* **Records supplied**
>>>
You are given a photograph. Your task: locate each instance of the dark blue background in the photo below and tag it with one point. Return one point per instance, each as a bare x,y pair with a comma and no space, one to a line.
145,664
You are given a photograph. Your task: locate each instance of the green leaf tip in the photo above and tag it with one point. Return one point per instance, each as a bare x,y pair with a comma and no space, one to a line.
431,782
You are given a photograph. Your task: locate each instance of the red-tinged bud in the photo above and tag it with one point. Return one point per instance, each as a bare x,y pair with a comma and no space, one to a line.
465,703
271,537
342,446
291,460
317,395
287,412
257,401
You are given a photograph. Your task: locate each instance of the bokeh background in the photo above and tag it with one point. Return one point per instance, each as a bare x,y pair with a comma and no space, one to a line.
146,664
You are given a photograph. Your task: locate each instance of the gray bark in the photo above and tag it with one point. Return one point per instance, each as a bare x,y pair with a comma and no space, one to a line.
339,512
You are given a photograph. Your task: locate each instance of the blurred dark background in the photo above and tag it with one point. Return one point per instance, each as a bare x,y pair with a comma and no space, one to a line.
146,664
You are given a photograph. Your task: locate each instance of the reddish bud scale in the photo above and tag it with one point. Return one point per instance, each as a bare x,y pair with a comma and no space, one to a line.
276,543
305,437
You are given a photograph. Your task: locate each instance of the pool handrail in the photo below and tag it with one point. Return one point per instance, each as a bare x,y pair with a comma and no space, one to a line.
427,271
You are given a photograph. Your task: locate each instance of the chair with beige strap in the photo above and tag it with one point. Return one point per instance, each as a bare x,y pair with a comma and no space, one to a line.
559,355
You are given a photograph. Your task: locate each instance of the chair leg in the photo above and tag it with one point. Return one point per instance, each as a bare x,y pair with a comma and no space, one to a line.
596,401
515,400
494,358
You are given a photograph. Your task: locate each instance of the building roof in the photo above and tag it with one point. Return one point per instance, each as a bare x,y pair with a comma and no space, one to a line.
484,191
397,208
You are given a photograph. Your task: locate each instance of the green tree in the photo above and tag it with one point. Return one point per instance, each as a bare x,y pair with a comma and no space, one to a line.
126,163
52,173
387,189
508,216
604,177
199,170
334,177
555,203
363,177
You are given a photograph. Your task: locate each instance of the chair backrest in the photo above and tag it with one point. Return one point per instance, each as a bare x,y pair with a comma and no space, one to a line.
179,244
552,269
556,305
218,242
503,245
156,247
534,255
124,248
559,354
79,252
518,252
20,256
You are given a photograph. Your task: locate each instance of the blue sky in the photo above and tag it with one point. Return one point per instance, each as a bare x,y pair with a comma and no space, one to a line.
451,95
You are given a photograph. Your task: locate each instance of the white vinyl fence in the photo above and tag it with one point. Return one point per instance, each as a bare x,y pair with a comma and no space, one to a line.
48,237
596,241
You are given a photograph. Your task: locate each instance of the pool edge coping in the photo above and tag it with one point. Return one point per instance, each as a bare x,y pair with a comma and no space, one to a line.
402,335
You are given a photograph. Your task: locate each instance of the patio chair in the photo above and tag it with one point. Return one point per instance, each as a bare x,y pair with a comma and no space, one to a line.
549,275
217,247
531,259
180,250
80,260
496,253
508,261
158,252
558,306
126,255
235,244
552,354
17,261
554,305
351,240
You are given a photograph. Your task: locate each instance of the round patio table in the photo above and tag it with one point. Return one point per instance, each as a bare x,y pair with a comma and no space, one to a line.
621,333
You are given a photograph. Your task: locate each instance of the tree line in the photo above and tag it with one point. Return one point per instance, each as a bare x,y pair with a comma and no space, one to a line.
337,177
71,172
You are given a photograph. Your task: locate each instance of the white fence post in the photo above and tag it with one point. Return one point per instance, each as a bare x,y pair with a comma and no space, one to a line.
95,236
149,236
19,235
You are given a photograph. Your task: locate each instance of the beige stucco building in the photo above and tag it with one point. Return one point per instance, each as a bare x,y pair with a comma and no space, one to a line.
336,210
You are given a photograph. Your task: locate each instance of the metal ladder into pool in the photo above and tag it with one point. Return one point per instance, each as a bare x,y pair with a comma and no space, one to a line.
<<<
Transcribe all records exactly as written.

* **Expected output**
You are given a photograph. Your task: locate each instance of the dark blue background in the photo below and tag it with one point. Return one point per instance, each as a bare x,y pair with a comma and no space, one to a line.
145,664
You are given a photograph. Your task: locate each instance of the green leaf tip in the photo above and tag it with one point. Return one point per instance, each as a bare x,y pair with a comma and no space, one to a line.
431,782
You are given a photograph. Your task: locate each instance of the red-tinged bud in the photo above and tag it with one point. Return one point per instance, each as a bare x,y pair with a comma and no space, one to a line.
465,703
271,537
342,446
291,460
317,395
287,412
257,401
You are given a photograph. Your task: locate each instance of the bokeh background in the photo above and tag it with one point. Return one point per instance, each as a bare x,y pair with a comma and no space, one to a line.
146,664
You are given a photograph. Your task: locate each instance of the gray bark in the photo above and tag it with one point. Return one point per instance, each as a bare x,y pair with a comma and no space, one to a line.
339,512
You are given a photograph. Your task: locate each instance of the blurred dark background in the photo above and tag it with one point. Return one point per instance, each as a bare x,y pair with a comma and no space, one to a line.
146,664
You are given a photograph. Your task: locate each instance of the reddish bud scale in the photo above and tag it with one point. Return one point per instance, each as a bare x,y pair with a comma and no space, one to a line.
276,543
305,437
You are given a photograph. Your task: locate each instance of the pool handrail in the photo below and tag it with one point. Return one point per instance, each as a bare x,y pair with a comma and no space, one to a line.
427,271
You are given a photograph. Your task: locate each instance of the chair with beige strap in the photo above and tag it with one point. Return one point per instance, each as a bare x,y pair with a comma and no space, one to a line.
559,355
You are given a photograph. Your task: locate each instance of the chair leg in the photo above and tag it with one point. Return one point per instance, each as a bare x,y pair with a comma and no space, one to a line.
596,401
515,400
494,358
You are given a photograph. Your task: locate each instance of the building roof in the photo above and tag it with one point. Return one point per instance, each as a bare x,y pair with a comma and no space, one to a line.
484,191
397,208
You are given a photograph. Your task: locate each instance of the green tree in the photo above and tag it with one point. Return one point per instance, each as a bare x,y pair with a comma and no space, one to a line.
126,163
52,173
387,189
508,216
604,177
199,170
334,177
555,203
363,177
You are given a photograph. Your task: locate each instance of the chair backrest in the photo above and tag it with one point. Return one point per instance, each as a bare x,y pair with a comma and no space, one to a line.
179,244
552,269
556,305
218,242
503,245
156,247
534,255
124,248
559,354
79,252
518,252
20,256
You are given a photograph. Your task: locate each instance of the blue sky in the photo above and tag it with one point. Return one point per instance, each as a bare x,y pair with a comma and no space, one to a line.
451,95
You are given a photograph. Your task: locate each instance of the white vinyl fence in the photo above and tag it with one point. Return one point per instance, each as a bare x,y pair with a comma and no space, one to a line.
48,237
596,241
You are given a photograph. Your task: locate each instance of the pool edge coping in the photo above and tag it with one point. Return one point per instance, each as a bare x,y pair with a comma and no space, one to a line.
402,335
You are given a photograph. Your task: locate each instance of the patio chair in the photo above and tag it with one point. Return one point per instance, each as a bare x,y pair with a comma and no space, one to a line.
549,275
217,247
531,259
180,250
80,260
496,253
508,261
158,252
558,306
126,255
235,244
552,354
17,261
554,305
351,240
You are given a photograph. Your task: locate each instance of the round patio table in the photo above and tag it with one point. Return one point per instance, each as a bare x,y pair with a comma and no space, one to a line.
621,333
You are given a photograph. Your task: locate each instance of the tree line in the photo above and tag it with one point. Return one point per instance, each as a bare x,y pair with a comma and no space, one to a line.
337,177
71,172
You are given a photograph. Your task: locate each instance of the white fence post in the photo above and tag it with one point. Return one point per instance, each as a bare x,y pair with a comma and no space, one to a line.
95,236
149,236
19,235
You are given a photograph. Your task: locate each instance of the beige stucco building in the photo above and tag it with one point. Return one point per instance, each as a bare x,y pair with a comma and no space, one to a line.
336,210
You are given a photograph. Your task: locate each instance of the metal ladder into pool in the photo above and tag it with one point. Return one point per instance, each as a bare x,y pair with a comma and no space, one to a line.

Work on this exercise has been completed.